■ Given text
________________________________________

OCRmyPDF/docs/cookbook.rst

Cookbook
========

Basic examples
--------------

Help!
"""""

ocrmypdf has built-in help.

.. code-block:: bash

	ocrmypdf --help


Add an OCR layer and convert to PDF/A
"""""""""""""""""""""""""""""""""""""

.. code-block:: bash

	ocrmypdf input.pdf output.pdf

Add an OCR layer and output a standard PDF
""""""""""""""""""""""""""""""""""""""""""

.. code-block:: bash

	ocrmypdf --output-type pdf input.pdf output.pdf

Modify a file in place
""""""""""""""""""""""

The file will only be overwritten if OCRmyPDF is successful.

.. code-block:: bash

	ocrmypdf myfile.pdf myfile.pdf

Correct page rotation
"""""""""""""""""""""

OCR will attempt to automatic correct the rotation of each page. This can help fix a scanning job that contains a mix of landscape and portrait pages.

.. code-block:: bash

	ocrmypdf --rotate-pages myfile.pdf myfile.pdf

You can increase (decrease) the parameter ``--rotate-pages-threshold`` to make page rotation more (less) aggressive.


OCR images, not PDFs
--------------------

Use a program like `img2pdf <https://gitlab.mister-muffin.de/josch/img2pdf>`_ to convert your images to PDFs, and then pipe the resutls to run ocrmypdf:

.. code-block:: bash

	img2pdf my-images*.jpg | ocrmypdf - myfile.pdf

If given a single image as input, OCRmyPDF will try converting it to a PDF on its own.  This feature may be removed at some point, because OCRmyPDF does not specialize in converting images to PDFs.

You can also use Tesseract 3.04+ directly to convert single page images or multi-page TIFFs to PDF:

.. code-block:: bash

	tesseract my-image.jpg output-prefix pdf 

Image processing
----------------

OCRmyPDF perform some image processing on each page of a PDF, if desired.  The same processing is applied to each page.

OCRmyPDF has two image processing functions: deskew and clean.  

* ``--deskew`` will correct pages were scanned at a skewed angle by rotating them back into place.  Skew determination and correction is performed using `Postl's variance of line sums <http://www.leptonica.com/skew-measurement.html>`_ algorithm as implemented in `Leptonica <http://www.leptonica.com/index.html>`_.
  
* ``--clean`` uses `unpaper <https://www.flameeyes.eu/projects/unpaper>`_ to clean up pages before OCR, but does not alter the final output.  This makes it less likely that OCR will try to find text in background noise.

________________________________________

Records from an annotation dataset
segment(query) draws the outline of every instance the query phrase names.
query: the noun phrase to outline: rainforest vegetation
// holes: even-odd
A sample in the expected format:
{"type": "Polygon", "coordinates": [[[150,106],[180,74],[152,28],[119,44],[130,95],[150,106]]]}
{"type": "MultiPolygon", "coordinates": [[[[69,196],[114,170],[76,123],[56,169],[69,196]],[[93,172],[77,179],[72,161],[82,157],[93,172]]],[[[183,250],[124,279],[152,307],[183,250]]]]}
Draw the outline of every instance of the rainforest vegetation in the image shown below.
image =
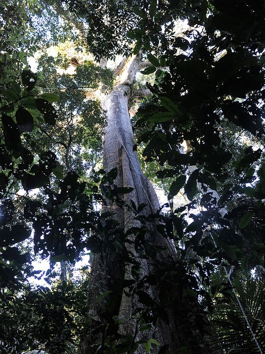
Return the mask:
{"type": "Polygon", "coordinates": [[[0,0],[0,354],[265,353],[265,15],[0,0]]]}

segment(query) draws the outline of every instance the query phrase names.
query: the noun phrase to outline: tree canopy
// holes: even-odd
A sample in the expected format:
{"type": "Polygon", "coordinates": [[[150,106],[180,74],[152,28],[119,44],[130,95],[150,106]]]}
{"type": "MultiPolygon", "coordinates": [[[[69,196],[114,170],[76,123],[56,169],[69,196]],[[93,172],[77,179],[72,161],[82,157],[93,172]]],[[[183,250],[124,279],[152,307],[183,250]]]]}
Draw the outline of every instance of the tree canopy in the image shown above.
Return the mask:
{"type": "MultiPolygon", "coordinates": [[[[126,252],[128,233],[102,212],[108,200],[140,223],[130,230],[139,254],[159,252],[145,238],[151,220],[173,240],[182,296],[198,301],[202,331],[201,319],[210,319],[213,353],[263,353],[264,2],[8,0],[0,9],[1,353],[78,352],[92,321],[91,261],[109,239],[133,265],[128,287],[137,284],[139,330],[168,321],[172,269],[158,266],[141,281],[126,252]],[[148,62],[129,102],[133,149],[167,199],[147,216],[144,205],[126,201],[132,188],[117,187],[115,169],[102,165],[101,100],[132,55],[148,62]],[[73,267],[88,251],[90,262],[75,278],[73,267]],[[44,274],[31,263],[47,257],[49,286],[34,285],[44,274]],[[67,282],[54,270],[60,262],[67,282]],[[146,290],[158,281],[159,301],[146,290]]],[[[87,353],[133,353],[140,345],[169,353],[153,338],[119,333],[120,319],[110,315],[115,301],[108,291],[96,299],[102,343],[87,353]]]]}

________________________________________

■ Problem statement
Print, word for word, the stretch of the OCRmyPDF cookbook from "tesseract my-image.jpg output-prefix" through "in background noise.".

■ Solution to this exercise
tesseract my-image.jpg output-prefix pdf 

Image processing
----------------

OCRmyPDF perform some image processing on each page of a PDF, if desired.  The same processing is applied to each page.

OCRmyPDF has two image processing functions: deskew and clean.  

* ``--deskew`` will correct pages were scanned at a skewed angle by rotating them back into place.  Skew determination and correction is performed using `Postl's variance of line sums <http://www.leptonica.com/skew-measurement.html>`_ algorithm as implemented in `Leptonica <http://www.leptonica.com/index.html>`_.
  
* ``--clean`` uses `unpaper <https://www.flameeyes.eu/projects/unpaper>`_ to clean up pages before OCR, but does not alter the final output.  This makes it less likely that OCR will try to find text in background noise.